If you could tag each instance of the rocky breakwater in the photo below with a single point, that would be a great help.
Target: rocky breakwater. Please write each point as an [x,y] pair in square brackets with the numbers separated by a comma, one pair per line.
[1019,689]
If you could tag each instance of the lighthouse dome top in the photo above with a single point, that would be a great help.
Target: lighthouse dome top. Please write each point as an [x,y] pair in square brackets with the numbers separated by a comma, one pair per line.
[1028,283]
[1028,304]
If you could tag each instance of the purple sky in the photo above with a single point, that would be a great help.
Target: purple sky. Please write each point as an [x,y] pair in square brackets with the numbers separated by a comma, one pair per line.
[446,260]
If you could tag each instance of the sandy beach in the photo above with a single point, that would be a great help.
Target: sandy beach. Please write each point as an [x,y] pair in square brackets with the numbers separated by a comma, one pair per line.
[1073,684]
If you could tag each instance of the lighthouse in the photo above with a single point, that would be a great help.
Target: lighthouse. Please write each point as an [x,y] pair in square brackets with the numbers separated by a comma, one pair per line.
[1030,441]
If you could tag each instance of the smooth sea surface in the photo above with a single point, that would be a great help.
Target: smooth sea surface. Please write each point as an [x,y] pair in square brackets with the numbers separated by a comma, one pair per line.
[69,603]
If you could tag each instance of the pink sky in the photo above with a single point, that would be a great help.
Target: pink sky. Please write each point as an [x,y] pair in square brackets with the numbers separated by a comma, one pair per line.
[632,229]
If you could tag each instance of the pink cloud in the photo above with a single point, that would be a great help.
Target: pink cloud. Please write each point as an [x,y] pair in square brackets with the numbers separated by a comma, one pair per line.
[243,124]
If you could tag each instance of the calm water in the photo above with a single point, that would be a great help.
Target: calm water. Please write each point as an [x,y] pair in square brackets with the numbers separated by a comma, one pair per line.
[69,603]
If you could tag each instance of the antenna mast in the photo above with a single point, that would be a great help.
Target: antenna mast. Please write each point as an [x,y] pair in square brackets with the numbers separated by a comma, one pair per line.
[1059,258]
☆ ☆ ☆ ☆
== Exercise brief ==
Reproduce word for word the portion of the items above that begins with the line containing "If you could tag each instance of the antenna" and runs through the end of the items, including that first line and the final one.

== Output below ==
If you could tag each instance of the antenna mast in the photo above with a single point, that would be a great help.
Target: antenna mast. Please write each point as an [x,y] pair in square brackets with the numbers separated by a comma, one pair per line.
[1059,258]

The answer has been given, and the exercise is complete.